• _TEKS SUMBER_
_ _ _ _ _ _ _

Perlunya Orangtua "Bijak", Pada Kesalahan Anak

Ilustrasi anak dimarahi. (Foto: orami.co.id


Kontak konflik dalam keluarga rasanya sudah tak aneh terjadi, bisa dipicu karena "egoisme", "tak ada komunikasi hangat", sampai kepada harta dan tahta.

Sepintas lalu, ini terdengar klise. Memang klise sih, tapi ya ada. Saya sering mendengar konflik dan di saat yang sana ikut untuk menyelesaikannya, yang pasti membenarkan "sikap orangtua" dan selalu "menyalahkan sikap anak" menjadi hal diunggulkan.

Tak masalah kalau orang lain mengalami, tapi bagimana kalau diri sendiri mengalami? 

Akankah tetap setegar bumi?

Sejatinya, manusia itu makhluk yang mempunyai kekurangan dan kelebihan. Dua hal ini sebagai ciri kemanusiaannya. Tak bisa menyanggah kenyataan.

Orangtua pun begitu, sebagaimana manusia ia bisa salah juga benar. Anakpun sama. Maka meletakkan kesalahan hanya kepada anak, bagi saya itu berbahaya.

Dikatakan berbahaya karena ini seumpama api dalam sekam. Tinggal menunggu waktu, kapan saja bisa meledak. Untuk itu, kembali menelaah sikap perlu kiranya digali.

Kalau kita telaah, kasus kenakalan remaja bisa terjadi, tidak semua muaranya ada pada "anak nakal" itu. Sikap barbar anak biasanya dipicu oleh sikap orangtua yang 'kurang bersahabat" dengan anak.

Bersahabat di sini, bisa jadi karena "tidak memahami keinginan anak" atau "senagaja tidak mau" mengijabah apa yang sepatutnya anak dapat. Alih-alih memahami, yang ada "memaksa" dengan wewenang di miliki.

_ _ _ _ _ _ _

• _DATA YANG DIBERIKAN_

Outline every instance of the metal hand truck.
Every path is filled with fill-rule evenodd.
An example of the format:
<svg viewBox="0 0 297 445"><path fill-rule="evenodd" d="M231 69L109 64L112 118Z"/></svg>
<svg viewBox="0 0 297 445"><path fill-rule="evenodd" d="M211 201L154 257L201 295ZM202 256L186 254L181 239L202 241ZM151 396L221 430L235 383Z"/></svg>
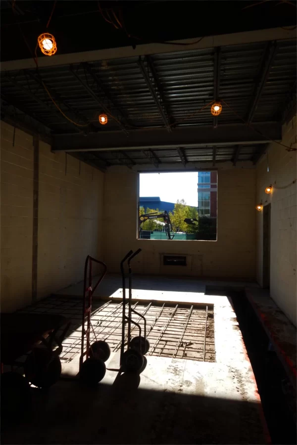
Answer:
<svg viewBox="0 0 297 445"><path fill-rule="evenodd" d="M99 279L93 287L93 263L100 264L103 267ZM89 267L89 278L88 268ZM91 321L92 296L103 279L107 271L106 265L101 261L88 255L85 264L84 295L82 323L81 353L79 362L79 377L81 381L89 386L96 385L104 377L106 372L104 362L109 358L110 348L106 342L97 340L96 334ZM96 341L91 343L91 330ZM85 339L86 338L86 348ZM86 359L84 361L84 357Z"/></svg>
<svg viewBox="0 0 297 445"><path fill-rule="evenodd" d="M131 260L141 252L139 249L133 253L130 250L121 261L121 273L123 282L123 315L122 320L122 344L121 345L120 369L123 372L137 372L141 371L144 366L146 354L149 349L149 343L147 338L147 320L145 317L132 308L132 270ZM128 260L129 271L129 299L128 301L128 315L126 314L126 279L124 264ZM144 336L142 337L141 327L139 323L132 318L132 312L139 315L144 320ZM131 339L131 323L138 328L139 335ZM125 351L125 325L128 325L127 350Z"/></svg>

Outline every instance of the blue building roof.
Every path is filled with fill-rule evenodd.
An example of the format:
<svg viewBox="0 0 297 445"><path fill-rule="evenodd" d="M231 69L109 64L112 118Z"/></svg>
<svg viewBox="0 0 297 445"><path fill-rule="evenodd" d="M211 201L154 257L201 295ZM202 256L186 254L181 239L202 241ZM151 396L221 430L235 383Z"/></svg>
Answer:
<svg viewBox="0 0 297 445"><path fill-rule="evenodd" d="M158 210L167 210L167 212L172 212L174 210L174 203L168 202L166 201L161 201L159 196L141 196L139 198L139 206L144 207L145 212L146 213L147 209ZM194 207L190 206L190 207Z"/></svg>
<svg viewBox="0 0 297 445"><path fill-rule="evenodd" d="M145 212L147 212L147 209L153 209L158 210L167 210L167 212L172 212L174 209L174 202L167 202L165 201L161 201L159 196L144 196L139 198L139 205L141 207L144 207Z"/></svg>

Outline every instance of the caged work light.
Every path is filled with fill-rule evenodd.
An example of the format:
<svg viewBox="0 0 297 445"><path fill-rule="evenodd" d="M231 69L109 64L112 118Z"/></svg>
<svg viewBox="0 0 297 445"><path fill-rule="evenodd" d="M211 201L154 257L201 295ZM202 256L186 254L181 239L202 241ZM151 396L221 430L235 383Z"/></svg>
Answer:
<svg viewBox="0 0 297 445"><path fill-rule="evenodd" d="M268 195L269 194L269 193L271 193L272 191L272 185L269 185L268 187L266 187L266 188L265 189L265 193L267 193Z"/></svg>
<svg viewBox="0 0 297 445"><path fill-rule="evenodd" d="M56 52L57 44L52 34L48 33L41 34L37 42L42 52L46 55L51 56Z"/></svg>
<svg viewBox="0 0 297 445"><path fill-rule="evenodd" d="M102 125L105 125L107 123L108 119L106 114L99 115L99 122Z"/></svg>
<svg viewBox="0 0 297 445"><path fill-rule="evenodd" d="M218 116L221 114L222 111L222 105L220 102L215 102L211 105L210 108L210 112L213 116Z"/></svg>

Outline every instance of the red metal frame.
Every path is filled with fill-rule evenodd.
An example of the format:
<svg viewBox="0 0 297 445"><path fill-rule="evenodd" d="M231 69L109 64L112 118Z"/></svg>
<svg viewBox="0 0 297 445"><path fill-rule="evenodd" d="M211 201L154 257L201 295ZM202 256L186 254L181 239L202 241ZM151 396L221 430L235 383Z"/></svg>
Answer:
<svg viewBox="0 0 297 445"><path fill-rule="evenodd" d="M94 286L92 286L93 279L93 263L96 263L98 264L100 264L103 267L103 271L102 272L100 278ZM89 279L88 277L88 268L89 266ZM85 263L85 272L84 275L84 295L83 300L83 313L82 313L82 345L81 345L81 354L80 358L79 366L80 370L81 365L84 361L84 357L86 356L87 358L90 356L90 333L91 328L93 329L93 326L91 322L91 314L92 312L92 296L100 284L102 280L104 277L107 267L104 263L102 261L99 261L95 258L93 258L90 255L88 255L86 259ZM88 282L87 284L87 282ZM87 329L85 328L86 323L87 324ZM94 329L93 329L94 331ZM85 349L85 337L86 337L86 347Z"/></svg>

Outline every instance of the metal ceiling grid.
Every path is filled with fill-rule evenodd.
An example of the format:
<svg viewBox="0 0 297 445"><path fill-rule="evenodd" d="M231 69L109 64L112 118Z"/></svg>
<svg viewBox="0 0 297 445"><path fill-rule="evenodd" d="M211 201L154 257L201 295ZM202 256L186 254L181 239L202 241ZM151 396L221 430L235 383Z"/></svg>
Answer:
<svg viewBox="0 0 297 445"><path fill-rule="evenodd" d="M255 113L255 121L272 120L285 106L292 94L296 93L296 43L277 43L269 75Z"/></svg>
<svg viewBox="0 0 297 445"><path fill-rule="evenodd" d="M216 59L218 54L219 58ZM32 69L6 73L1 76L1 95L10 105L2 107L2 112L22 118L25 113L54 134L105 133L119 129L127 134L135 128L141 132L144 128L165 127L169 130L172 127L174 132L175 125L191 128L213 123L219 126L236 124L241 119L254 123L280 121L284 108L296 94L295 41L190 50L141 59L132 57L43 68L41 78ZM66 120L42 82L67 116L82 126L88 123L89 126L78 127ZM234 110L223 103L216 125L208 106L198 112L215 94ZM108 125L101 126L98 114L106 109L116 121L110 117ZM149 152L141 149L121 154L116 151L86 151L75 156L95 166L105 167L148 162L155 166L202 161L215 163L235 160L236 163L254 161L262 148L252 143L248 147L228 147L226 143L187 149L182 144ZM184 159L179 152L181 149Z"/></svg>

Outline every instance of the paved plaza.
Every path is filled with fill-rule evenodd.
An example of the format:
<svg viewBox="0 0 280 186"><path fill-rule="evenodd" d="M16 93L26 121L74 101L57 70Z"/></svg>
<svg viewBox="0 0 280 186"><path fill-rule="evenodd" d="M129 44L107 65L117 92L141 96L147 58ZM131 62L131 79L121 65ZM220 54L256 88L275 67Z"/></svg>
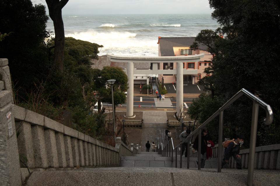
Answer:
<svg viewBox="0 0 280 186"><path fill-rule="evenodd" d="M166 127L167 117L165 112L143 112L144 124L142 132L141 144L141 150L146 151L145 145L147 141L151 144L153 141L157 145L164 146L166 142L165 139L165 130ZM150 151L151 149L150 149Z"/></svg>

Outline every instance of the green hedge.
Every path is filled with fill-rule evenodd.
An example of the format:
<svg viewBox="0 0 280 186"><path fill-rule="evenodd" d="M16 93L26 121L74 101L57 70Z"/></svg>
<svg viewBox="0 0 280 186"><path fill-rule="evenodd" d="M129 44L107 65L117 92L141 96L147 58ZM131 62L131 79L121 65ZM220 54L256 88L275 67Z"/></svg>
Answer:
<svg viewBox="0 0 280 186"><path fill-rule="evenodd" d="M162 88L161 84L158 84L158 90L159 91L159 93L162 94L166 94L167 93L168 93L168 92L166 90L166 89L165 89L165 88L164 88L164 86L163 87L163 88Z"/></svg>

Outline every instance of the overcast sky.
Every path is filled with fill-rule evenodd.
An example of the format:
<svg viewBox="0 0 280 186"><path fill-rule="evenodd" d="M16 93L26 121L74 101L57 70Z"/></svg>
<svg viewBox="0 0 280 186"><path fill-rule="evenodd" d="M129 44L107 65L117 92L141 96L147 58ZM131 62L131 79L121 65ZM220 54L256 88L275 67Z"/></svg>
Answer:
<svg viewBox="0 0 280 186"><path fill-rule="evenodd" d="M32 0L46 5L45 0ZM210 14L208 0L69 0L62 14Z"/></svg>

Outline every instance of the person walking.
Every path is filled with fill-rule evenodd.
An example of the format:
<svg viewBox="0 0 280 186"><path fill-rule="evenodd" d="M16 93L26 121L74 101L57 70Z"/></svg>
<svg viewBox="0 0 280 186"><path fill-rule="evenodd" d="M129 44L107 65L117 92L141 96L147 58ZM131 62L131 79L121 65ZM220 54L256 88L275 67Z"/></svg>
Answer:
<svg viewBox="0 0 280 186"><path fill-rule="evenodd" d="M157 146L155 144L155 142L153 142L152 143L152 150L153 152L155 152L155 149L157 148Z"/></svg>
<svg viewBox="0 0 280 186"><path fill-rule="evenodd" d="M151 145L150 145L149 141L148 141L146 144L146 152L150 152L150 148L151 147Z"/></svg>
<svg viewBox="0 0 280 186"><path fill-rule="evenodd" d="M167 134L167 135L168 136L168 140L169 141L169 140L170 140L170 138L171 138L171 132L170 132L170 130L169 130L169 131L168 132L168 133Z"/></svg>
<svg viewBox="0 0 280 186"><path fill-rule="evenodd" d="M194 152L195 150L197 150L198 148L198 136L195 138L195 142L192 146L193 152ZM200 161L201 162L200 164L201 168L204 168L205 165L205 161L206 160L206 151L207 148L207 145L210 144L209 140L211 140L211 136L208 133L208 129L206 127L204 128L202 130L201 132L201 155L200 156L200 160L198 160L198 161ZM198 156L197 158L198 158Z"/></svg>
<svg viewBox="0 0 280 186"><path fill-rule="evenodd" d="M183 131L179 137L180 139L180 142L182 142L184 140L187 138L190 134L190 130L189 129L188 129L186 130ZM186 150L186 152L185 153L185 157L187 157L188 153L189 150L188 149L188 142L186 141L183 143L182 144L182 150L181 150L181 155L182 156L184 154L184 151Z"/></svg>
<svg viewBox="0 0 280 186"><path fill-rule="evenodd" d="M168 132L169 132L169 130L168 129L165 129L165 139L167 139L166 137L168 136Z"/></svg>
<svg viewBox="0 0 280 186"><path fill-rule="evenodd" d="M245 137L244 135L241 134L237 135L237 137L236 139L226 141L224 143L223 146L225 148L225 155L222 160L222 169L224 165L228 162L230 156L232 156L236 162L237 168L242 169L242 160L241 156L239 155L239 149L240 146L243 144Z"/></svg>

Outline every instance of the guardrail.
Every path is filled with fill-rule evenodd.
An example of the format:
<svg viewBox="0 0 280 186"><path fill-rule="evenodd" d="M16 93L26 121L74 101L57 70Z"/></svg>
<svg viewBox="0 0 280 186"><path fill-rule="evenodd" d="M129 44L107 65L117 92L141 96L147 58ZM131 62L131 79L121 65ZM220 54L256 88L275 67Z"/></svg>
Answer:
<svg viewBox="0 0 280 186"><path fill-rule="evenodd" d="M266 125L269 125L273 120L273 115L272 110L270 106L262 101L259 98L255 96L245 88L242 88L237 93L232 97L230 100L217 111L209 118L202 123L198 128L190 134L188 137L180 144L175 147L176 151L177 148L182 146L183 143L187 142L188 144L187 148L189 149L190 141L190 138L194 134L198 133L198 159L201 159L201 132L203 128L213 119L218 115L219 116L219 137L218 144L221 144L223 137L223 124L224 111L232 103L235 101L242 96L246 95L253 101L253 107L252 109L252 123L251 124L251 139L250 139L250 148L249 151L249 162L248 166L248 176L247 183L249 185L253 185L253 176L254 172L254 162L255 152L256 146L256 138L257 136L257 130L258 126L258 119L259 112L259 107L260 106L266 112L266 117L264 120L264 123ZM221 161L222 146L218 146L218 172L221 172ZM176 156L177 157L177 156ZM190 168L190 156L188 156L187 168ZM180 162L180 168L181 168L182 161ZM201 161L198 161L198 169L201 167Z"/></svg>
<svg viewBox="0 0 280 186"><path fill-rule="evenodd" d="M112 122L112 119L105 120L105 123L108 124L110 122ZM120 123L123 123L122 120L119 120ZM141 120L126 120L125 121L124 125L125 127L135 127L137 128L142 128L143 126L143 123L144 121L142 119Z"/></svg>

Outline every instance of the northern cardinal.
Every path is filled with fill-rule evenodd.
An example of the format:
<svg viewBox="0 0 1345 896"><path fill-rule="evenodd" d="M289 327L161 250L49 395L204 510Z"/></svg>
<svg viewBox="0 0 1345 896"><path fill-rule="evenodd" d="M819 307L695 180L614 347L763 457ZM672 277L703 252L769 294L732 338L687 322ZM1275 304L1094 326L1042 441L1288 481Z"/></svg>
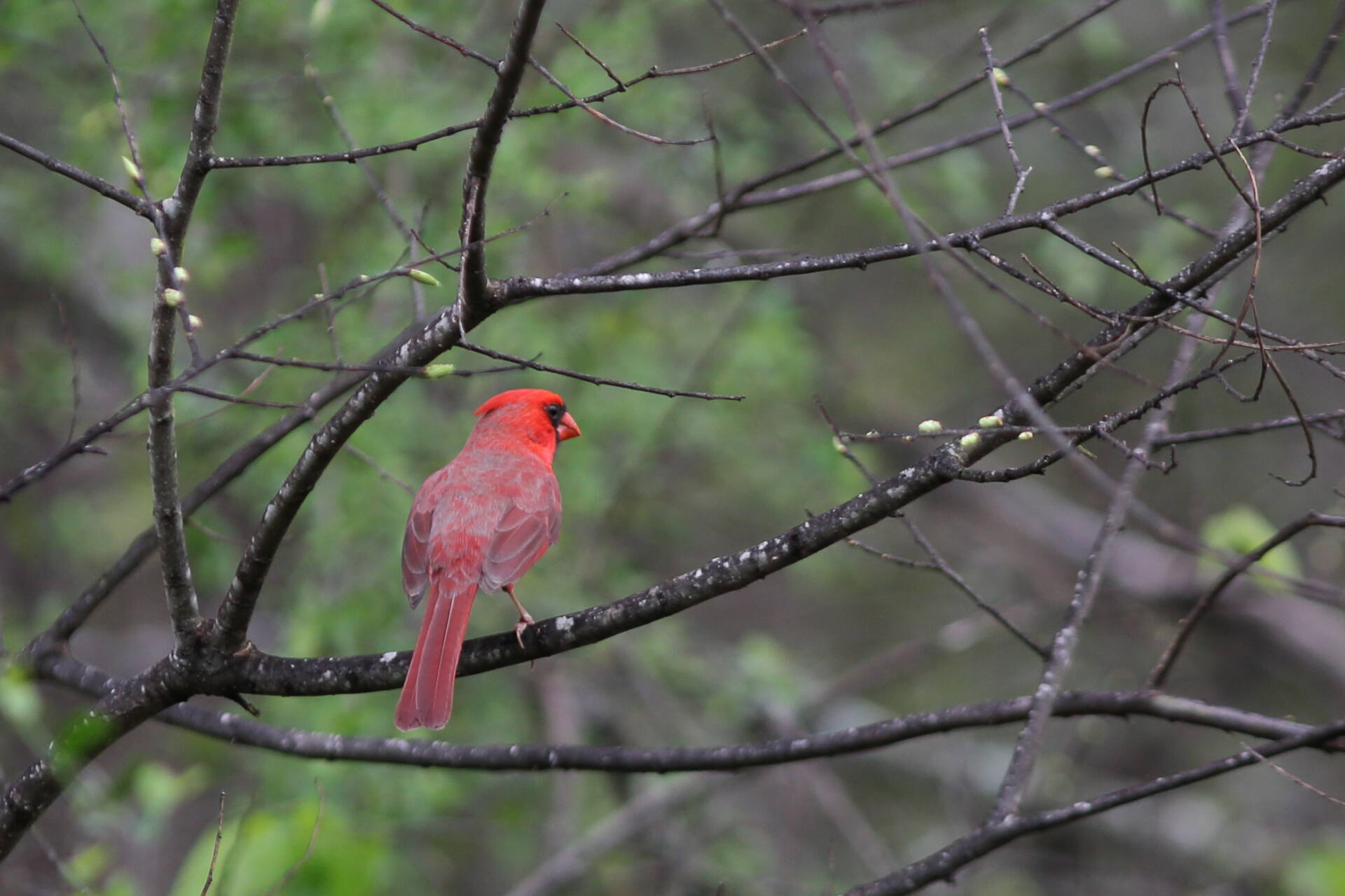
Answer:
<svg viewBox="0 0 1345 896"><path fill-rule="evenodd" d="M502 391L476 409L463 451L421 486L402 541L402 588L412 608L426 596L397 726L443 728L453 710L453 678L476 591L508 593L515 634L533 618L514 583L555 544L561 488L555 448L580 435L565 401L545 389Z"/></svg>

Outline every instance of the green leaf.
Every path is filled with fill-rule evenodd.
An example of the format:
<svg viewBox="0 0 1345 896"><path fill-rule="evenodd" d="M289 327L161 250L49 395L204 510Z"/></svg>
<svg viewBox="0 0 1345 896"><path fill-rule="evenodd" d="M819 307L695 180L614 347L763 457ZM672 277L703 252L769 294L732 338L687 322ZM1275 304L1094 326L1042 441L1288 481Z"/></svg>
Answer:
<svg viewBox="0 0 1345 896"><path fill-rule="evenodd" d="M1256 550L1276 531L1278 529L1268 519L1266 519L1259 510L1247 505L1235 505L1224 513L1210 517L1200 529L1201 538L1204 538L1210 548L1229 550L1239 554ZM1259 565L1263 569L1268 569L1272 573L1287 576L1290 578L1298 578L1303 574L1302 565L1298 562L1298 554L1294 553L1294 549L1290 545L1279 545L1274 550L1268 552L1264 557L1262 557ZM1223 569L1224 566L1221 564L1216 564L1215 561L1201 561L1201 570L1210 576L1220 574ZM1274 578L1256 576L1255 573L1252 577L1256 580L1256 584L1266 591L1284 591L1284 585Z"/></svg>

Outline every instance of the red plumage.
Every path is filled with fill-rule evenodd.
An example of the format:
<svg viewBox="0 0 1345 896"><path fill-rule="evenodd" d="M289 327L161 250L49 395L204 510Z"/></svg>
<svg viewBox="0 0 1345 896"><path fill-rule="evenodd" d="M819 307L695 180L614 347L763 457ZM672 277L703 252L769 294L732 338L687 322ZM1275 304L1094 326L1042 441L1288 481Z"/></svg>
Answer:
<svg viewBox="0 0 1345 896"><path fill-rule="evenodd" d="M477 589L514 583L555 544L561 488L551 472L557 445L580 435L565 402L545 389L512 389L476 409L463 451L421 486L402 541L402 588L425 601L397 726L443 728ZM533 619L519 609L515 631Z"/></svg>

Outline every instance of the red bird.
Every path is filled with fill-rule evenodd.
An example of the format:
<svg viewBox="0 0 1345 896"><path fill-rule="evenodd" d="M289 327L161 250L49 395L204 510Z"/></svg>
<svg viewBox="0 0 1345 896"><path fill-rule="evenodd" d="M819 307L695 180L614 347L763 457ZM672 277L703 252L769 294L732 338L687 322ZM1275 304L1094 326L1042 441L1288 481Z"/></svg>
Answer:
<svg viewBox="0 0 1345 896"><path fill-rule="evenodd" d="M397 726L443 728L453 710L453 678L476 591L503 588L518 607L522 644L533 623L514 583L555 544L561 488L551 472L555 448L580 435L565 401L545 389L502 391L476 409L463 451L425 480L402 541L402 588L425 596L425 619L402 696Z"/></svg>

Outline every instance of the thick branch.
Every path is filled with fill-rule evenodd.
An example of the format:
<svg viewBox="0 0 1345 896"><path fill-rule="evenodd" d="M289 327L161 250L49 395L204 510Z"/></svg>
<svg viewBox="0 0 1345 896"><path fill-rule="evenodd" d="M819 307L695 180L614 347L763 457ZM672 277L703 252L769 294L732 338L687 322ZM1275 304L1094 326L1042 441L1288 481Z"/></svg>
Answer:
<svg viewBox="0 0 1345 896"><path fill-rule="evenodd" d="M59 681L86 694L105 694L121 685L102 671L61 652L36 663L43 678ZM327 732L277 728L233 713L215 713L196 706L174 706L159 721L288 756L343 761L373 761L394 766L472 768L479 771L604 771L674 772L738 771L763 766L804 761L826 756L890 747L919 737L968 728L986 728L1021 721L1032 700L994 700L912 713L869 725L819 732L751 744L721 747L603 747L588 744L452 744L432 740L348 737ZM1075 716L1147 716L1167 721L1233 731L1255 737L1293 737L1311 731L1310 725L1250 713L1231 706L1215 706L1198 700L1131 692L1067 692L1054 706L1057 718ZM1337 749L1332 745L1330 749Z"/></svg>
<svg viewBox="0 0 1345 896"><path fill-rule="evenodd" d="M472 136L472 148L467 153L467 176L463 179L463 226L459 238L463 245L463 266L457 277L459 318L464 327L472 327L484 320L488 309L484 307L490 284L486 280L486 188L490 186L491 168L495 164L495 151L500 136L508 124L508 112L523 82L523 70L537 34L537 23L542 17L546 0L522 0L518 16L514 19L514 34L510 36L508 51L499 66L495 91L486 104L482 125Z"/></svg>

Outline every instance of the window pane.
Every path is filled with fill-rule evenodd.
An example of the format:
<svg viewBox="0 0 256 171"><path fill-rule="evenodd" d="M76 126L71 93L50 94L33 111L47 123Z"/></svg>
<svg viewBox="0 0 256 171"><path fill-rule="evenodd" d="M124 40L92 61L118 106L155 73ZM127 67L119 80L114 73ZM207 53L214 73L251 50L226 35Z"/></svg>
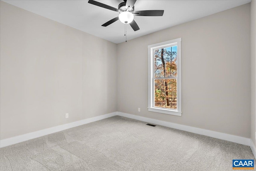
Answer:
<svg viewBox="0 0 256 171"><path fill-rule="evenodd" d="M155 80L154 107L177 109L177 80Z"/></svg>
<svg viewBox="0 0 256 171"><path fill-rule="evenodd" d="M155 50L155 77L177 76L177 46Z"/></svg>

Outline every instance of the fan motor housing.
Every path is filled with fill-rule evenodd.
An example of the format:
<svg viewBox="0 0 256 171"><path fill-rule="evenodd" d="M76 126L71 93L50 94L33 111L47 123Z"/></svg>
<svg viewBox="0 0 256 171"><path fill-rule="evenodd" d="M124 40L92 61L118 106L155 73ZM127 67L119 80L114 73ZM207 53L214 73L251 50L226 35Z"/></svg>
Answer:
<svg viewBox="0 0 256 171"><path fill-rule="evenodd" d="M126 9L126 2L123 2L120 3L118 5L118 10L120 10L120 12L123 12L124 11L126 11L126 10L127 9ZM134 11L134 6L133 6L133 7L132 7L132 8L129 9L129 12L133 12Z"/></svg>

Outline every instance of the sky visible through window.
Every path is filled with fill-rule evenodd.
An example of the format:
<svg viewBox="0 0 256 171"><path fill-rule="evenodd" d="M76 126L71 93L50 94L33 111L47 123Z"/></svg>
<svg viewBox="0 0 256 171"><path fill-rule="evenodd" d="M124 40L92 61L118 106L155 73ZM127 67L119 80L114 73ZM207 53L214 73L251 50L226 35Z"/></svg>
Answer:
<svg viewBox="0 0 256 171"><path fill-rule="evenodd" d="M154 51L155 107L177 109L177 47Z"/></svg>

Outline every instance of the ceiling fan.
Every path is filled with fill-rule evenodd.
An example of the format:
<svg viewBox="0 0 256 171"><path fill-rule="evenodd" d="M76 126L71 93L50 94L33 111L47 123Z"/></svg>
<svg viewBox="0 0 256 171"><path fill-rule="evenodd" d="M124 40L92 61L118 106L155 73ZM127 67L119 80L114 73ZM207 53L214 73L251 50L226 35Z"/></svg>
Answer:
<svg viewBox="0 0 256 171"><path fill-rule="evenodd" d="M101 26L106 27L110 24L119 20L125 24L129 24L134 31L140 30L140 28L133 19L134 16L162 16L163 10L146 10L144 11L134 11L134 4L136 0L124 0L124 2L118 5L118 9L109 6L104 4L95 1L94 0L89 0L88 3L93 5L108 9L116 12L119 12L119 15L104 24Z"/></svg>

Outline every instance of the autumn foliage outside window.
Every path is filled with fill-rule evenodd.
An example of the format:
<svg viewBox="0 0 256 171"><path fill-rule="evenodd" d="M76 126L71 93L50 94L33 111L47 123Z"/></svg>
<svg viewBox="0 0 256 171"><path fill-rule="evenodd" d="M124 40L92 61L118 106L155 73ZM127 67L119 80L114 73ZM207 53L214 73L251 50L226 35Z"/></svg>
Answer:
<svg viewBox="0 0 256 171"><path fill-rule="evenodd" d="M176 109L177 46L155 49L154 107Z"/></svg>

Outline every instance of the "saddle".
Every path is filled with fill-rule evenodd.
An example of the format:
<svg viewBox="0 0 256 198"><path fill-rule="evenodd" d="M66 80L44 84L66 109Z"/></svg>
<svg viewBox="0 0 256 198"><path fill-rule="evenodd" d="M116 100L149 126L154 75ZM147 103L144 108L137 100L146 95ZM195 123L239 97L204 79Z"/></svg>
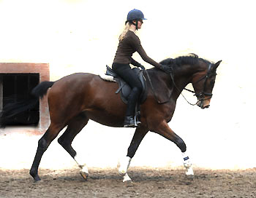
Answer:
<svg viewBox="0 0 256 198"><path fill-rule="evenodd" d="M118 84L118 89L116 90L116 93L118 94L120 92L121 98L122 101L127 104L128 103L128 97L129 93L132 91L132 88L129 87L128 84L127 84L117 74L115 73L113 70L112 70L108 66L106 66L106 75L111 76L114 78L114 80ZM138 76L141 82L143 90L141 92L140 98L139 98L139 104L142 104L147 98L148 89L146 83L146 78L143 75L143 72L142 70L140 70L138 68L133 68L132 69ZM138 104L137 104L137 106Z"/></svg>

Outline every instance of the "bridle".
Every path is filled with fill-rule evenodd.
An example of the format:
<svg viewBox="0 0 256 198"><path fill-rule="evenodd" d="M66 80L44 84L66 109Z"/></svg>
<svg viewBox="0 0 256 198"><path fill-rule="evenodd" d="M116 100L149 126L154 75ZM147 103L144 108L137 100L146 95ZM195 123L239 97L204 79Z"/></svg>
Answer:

_ _ _ _ _ _ _

Lanjutkan tulisan di atas tentang sikap bijak orangtua terhadap kesalahan anak, mulai setelah kalimat terakhirnya.

• _JAWABAN_
Tak ayal, anak bak robot. Melaju tanpa ada spirit darinya. Tercebur pada "dunia negatif" menjadi pilihannya. Karena di sana, mereka diberi ruang mengaktualisasikan jati diri secara bebas lagi melegakan. Terlepas, itu baik atau buruk.

Di fase ini, bagi saya ini keprihatinan. Kalau seorang anak bisa disalahkan, maka orangtua mesti pula merasa dan mengakui kesalahan.

Solusi 

Atas kenyataan buruk ini, perlu kiranya membuka sudut pengetahuan. Orangtua tidak lagi mewujud pada "siap otoriter" dan anak tidak berdiam pada "sikap pesimisme".

Keduanya harus membuka dilaog hangat dengan tidak selalu mengedepankan ego diri. Bagaiamana bangunan keluarga bisa tumbuh dari prinsip yang benar, agar kelak melahirkan kualitas anak yang unggul.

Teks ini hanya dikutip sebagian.